All entries below are to be copied precisely as they appear.
--
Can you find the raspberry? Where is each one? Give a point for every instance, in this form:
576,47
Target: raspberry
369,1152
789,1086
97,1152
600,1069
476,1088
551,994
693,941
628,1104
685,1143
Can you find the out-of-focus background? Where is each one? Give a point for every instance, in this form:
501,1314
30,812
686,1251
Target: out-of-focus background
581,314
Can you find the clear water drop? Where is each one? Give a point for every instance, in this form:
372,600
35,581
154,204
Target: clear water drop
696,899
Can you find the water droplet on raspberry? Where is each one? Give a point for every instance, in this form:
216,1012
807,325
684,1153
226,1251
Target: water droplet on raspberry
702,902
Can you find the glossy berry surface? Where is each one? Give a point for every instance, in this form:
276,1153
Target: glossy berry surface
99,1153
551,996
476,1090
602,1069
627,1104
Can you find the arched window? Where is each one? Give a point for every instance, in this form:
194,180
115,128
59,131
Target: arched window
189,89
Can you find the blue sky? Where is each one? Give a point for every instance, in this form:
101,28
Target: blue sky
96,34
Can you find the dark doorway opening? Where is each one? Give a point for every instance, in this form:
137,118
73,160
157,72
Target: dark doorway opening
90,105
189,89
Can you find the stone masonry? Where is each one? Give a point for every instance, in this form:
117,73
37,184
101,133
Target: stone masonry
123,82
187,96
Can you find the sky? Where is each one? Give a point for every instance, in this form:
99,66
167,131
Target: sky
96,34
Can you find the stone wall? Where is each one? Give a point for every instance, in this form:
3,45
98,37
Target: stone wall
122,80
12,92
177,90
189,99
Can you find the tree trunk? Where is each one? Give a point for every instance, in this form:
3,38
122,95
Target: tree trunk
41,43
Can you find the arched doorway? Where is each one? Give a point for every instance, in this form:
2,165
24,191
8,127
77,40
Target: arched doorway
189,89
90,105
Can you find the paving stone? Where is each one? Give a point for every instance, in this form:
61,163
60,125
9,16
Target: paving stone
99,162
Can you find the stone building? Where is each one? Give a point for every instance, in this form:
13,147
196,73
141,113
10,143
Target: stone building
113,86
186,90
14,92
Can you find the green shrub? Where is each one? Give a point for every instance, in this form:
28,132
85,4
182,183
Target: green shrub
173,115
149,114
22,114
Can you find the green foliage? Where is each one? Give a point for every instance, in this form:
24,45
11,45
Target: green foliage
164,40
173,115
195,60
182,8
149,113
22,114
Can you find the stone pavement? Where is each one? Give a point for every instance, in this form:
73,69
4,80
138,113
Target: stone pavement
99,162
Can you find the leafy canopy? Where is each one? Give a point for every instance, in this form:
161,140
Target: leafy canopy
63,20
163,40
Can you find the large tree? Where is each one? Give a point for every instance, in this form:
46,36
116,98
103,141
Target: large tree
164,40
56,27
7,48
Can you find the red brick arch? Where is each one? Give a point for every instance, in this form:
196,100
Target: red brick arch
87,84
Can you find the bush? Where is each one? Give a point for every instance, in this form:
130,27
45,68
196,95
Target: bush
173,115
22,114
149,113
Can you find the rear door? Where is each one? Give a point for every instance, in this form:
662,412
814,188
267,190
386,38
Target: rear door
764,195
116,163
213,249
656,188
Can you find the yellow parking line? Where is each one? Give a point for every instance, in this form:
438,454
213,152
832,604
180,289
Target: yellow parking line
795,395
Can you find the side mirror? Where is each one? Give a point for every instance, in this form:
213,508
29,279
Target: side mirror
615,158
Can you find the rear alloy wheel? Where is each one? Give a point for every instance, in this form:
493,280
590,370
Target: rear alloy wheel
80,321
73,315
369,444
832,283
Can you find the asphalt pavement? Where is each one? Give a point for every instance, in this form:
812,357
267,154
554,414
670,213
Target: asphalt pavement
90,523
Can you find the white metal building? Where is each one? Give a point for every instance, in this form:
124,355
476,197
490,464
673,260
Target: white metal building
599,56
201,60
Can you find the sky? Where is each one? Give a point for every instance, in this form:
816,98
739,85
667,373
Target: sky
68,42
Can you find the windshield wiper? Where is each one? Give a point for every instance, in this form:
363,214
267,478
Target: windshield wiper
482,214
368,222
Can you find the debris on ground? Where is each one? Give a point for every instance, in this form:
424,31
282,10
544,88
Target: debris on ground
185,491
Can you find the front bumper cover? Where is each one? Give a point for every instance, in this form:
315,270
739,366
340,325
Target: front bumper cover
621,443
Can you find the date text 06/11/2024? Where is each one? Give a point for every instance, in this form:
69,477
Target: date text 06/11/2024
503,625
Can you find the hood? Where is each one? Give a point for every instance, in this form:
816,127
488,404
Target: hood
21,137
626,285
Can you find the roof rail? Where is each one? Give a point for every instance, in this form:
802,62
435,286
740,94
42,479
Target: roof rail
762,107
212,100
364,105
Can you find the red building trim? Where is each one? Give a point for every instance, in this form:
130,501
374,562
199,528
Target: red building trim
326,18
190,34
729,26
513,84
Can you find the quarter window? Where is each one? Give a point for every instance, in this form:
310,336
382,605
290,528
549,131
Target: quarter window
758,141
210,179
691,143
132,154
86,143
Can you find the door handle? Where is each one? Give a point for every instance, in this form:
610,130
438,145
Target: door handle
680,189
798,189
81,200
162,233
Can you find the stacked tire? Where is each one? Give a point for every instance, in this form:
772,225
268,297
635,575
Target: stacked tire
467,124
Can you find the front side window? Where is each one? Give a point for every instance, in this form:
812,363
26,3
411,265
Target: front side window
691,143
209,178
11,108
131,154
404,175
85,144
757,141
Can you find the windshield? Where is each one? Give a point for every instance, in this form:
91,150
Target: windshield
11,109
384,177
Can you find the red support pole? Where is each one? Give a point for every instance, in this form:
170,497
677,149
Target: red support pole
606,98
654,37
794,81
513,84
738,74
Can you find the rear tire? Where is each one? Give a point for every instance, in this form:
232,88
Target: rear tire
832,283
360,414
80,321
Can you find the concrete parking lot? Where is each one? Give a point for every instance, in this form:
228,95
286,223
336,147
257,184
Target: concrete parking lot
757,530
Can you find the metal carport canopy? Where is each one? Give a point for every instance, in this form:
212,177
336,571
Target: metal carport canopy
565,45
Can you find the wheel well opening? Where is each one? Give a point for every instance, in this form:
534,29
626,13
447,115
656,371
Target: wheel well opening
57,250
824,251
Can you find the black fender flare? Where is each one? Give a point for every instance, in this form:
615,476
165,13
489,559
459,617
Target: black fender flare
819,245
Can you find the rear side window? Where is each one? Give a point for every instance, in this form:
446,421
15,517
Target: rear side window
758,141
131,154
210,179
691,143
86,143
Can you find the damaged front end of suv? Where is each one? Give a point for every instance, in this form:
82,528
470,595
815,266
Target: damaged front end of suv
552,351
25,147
--
Response below
Can you find the raspberry? Where is each one? Give a point for every instance, in this form:
576,47
Target: raspberry
369,1152
789,1086
97,1152
600,1069
476,1088
551,994
693,941
628,1104
685,1143
Can you find the out-of-focus background? Where is each one? Give a point for every instance, in this form:
501,1314
30,812
686,1251
Target: out-of-focus background
581,314
Can you find the clear water drop? Where is each one? Give a point for every instance, in this form:
372,600
35,581
154,204
Target: clear water drop
696,899
Can you find the water droplet on raspberry? Where is each one? Give a point for every instance, in this form:
216,1012
807,325
684,1153
226,1251
Target: water droplet on raspberry
702,902
Can you find the glossy berry surface? Where is each one? Give a point for every instance, in this form:
276,1153
Target: glossy berry surface
99,1153
551,996
476,1090
602,1069
627,1104
Can you find the arched window? Where is each one? Give a point for every instance, in this form:
194,180
115,128
59,131
Target: arched window
189,89
Can you find the blue sky? Where is each one? Give a point for every instance, in this form:
101,28
Target: blue sky
96,34
Can you find the dark doorway opening? Where is each one? Give a point for every instance, in this form:
137,118
73,160
157,72
Target: dark doorway opening
90,105
189,89
Can you find the stone masonry? Where is each one? Give a point for every instance, in this form:
117,73
37,184
101,133
Target: stone masonry
123,82
187,96
Can you find the sky? Where is each one? Give a point for every instance, in this form:
99,66
167,131
Target: sky
96,34
Can you find the stone wall? Where is each one? Give a point for every instance, in this form:
3,45
98,37
Target: stone wall
122,80
12,92
177,90
189,99
Can you find the tree trunk? Where is each one? Give a point for every instance, in this form:
3,38
122,95
Target: tree trunk
41,43
Can you find the arched doorway? Where is each one? Give a point for every instance, in this form:
2,165
24,191
8,127
77,40
Target: arched doorway
189,89
90,105
Can you find the paving stone? Where is each one? Give a point for every instance, in this form:
61,163
60,125
9,16
Target: paving stone
99,162
Can you find the stone building? Where is each one? Give a point for every instance, in this form:
13,147
196,73
141,113
10,143
Target: stone building
113,86
186,90
14,92
Can you find the green shrub? Where is each one? Give a point for every instance, in this form:
28,132
85,4
182,183
Target: green shrub
173,115
149,114
22,114
Can you find the green foliage? Where is each one? Give a point for every instance, in this form:
24,45
11,45
Target: green foliage
164,40
173,115
195,60
182,8
149,113
22,114
Can you find the stone pavement? Where is each one? Give a point for every instance, in this form:
73,69
4,80
138,113
Target: stone pavement
99,162
Can you find the leafy canopy? Where is each one? Give a point for every instance, in this form:
161,140
Target: leafy canopy
63,20
163,40
Can you find the large tree? Where is each one? Give a point for every instance, in this form:
46,36
116,98
103,141
Target: large tree
164,40
56,27
7,48
Can you find the red brick arch? Where is each one? Give a point for every instance, in this form:
196,100
Target: red brick arch
87,84
Can you find the bush? Where is each one? Give a point for every instance, in this form:
130,27
45,68
196,95
Target: bush
173,115
22,114
149,113
Can you find the rear door? Where is each one? Give a point for every instance, in this form:
662,412
814,188
267,190
386,38
Target: rear door
764,195
116,163
213,249
656,188
Can you find the yellow parking line? Where is each one? Give a point for every instance, in this form:
438,454
213,152
832,604
180,289
Target: yellow parking line
795,395
Can you find the side mirror? Where is each one? Give a point for every instance, in this form:
213,508
29,279
Target: side mirror
615,158
Can you find the rear alloy wheel? Where is each one? Give a point for every instance, in this form:
493,280
590,370
Target: rear alloy wheel
80,321
73,315
369,444
832,283
Can you find the asphalt pavement? Where is each one? Give a point for every instance, in this form:
812,357
267,154
554,414
670,213
Target: asphalt pavement
90,523
Can you find the white metal building? Where is each one? Give a point for every instance, in this form:
124,355
476,197
490,464
673,260
Target: white metal building
599,56
201,60
Can you find the sky? Where is each one? Give a point for every instance, in this form:
816,98
739,85
667,373
Target: sky
68,42
Can you find the windshield wiper? Where is each one? Give a point for every instance, in this form:
363,214
267,478
Target: windshield wiper
482,214
368,222
Can you find the debris on ground? Where is each one? Give a point for every instance, in this form:
424,31
282,10
544,88
Target: debris on ground
185,491
Can you find the front bumper cover? Where is each one? Give a point for every instance, in this form:
315,270
739,366
340,325
Target: front bumper cover
621,443
Can you find the date text 06/11/2024? Where is each one? Give a point for every instance, in this form:
69,477
Target: date text 06/11/2024
503,625
Can you find the hood? Where is each one? Give a point for every instance, in this form:
816,127
488,404
Target: hood
21,137
626,285
Can you find the roof rail? Where is each one? Give a point for every instance, in this form:
802,62
435,286
740,94
42,479
Target: roof rail
762,107
212,100
364,105
Can you find the red building trim? Where is each one? Give a point for every instance, in this form:
130,501
374,562
199,528
Target: red building trim
326,18
190,34
729,26
513,84
Can you find the quarter window? Where is each one? Give a point for every instance, in this form:
310,336
382,605
290,528
549,131
Target: quarter window
758,141
210,179
691,143
132,154
86,143
Can you find the door handle? Where is each one? Give a point for every instance, in this form:
610,130
438,145
Target: door handle
680,189
798,189
81,200
162,233
Can you find the stacked tire? Where is each one? Give a point for every instance, in this form:
772,225
268,297
635,575
Target: stacked tire
467,124
Can you find the front side window? Where is each one? Give a point for every instance, in this form:
812,363
26,3
411,265
Target: front side window
691,143
209,178
11,108
131,154
404,175
85,144
757,141
Can you find the windshield? Where is each one? Give a point for every instance, in this form:
91,150
Target: windshield
11,109
384,177
Can you find the red support pole? Where is each one? Give a point for every instance, in this form:
170,497
677,149
Target: red support pole
606,98
654,37
794,81
513,84
738,74
Can you find the rear tire? Where is each one? Give a point for every instance, in this form:
232,88
Target: rear tire
832,283
360,414
80,321
Can you find the concrete parking lot? Where is each one? Give a point for every instance, in this form:
228,95
286,223
336,147
257,184
Target: concrete parking lot
757,530
Can you find the metal carport canopy? Where is each one? Give a point for every instance, in this form:
212,177
336,571
Target: metal carport canopy
565,45
Can you find the wheel well opening? Where is each one? Give a point for every instance, in this form:
534,29
626,13
447,115
656,371
Target: wheel well opening
57,250
824,251
Can you find the black fender flare? Where is each one? Give a point for every instance, in this form:
615,476
165,13
489,559
459,617
Target: black fender flare
819,245
Can you find the rear side window? Where is each one? Give a point for every instance, in this form:
446,421
15,517
Target: rear side window
758,141
131,154
210,179
691,143
86,143
Can you find the damaged front end of suv? Where is each one? Give a point for every instance, in this form:
82,528
470,595
815,266
Target: damaged front end of suv
552,351
25,147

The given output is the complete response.